--- TESTO DEL DOCUMENTO ---

Diversi rifugiati nominano esplicitamente la condivisione dei pasti – nel nucleo ristretto o nella famiglia allargata – come momenti cruciali della vita insieme. Afferma ad esempio A.: «Sono nel primo periodo dell’accoglienza, ma già vedo che è una famiglia molto buona, mi rispettano tutti, mi trattano bene e ci stiamo capendo bene. Parliamo tra noi, mangiamo insieme[23]».

Il parlare che identifica l’entrare in relazione significativa con l’altro viene spesso accostato al mangiare: si parla mentre si mangia, si mangia mentre si parla:

Nella casa sono con il nonno della casa, suo figlio e con la sua famiglia (ha moglie e due figli, nipoti del nonno), e un’altra sua figlia. Per dormire, condivido l’appartamento con il nonno, mentre per mangiare vado su dalla famiglia di suo figlio. Il più grande dei nipoti attualmente non vive con noi, fa l’università a Torino e non c’è spesso con noi… di solito il secondo nipote e i suoi genitori è con loro che spendo molto tempo per mangiare e per chiacchiera[24]….

---

CONSEGNA A: Raccogli tutte le righe dei record in cui compare la stringa "shirt", tenendo conto di maiuscole e minuscole.
Il testo e i record non hanno alcun legame tra loro.

--- DATI DELL'ESERCIZIO ---

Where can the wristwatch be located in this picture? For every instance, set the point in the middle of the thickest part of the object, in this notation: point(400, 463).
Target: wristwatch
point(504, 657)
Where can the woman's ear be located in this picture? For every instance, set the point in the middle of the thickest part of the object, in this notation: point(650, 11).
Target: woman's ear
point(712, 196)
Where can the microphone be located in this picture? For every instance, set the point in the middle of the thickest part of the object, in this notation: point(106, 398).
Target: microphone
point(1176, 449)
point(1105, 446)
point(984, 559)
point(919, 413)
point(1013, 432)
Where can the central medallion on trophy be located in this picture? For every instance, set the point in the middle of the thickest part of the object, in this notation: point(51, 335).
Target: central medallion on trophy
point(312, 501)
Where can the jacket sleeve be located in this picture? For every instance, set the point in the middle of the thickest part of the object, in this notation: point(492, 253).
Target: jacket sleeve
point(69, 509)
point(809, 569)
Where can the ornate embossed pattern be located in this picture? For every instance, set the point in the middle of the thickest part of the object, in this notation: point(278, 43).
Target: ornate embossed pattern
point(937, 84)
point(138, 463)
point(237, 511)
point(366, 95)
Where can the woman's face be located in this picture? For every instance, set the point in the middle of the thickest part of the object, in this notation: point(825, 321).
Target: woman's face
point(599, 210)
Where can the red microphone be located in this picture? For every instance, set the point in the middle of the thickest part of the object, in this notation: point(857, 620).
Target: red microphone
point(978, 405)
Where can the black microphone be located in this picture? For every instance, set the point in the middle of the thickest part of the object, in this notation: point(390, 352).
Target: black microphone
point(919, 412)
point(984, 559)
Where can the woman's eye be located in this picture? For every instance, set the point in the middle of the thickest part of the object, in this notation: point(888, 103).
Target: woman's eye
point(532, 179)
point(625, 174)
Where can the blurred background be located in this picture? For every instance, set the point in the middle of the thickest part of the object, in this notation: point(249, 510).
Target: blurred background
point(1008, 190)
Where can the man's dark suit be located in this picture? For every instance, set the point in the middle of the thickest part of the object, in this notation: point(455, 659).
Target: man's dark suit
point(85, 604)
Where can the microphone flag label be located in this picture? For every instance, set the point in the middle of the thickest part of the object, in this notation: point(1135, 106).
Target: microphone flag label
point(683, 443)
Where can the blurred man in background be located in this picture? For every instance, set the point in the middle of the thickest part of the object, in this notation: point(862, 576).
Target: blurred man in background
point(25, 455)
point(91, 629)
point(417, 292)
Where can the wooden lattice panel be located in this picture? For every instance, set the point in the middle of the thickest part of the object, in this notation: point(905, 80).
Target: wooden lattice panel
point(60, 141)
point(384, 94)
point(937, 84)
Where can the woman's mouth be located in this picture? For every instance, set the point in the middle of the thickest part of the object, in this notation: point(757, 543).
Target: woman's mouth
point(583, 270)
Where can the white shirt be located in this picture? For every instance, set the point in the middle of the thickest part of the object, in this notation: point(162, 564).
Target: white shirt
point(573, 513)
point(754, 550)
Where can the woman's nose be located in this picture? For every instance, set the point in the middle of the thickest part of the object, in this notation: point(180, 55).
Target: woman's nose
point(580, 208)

---

CONSEGNA B: Indica se ciascuna di queste affermazioni concorda con il testo sui pasti condivisi dai rifugiati, rispondendo sì o no e citando le parole del testo che lo stabiliscono: (i) chi abita con il nonno divide con lui l'appartamento per dormire; (ii) il più grande dei nipoti vive attualmente con la famiglia; (iii) secondo A., in famiglia non ci si capisce.

SOLUZIONE A:
Where can the white shirt be located in this picture? For every instance, set the point in the middle of the thickest part of the object, in this notation: point(162, 564).
Target: white shirt

SOLUZIONE B:
(i) Sì: «Per dormire, condivido l’appartamento con il nonno».
(ii) No: «Il più grande dei nipoti attualmente non vive con noi».
(iii) No: «mi trattano bene e ci stiamo capendo bene».